Please gather every line from the data below that contains the word "each", and copy those lines out unchanged.

══════════

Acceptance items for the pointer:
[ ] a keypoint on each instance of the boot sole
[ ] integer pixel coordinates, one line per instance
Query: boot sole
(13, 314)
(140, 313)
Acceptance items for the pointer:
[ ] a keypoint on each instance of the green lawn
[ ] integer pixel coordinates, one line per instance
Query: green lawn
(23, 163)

══════════

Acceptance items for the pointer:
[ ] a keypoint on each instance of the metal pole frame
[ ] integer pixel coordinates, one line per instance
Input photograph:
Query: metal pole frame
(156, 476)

══════════

-- TASK RESPONSE --
[ ] a keypoint on each instance of the boot sole
[ ] a keypoint on each instance of the green lawn
[ ] a keypoint on each instance of the metal pole frame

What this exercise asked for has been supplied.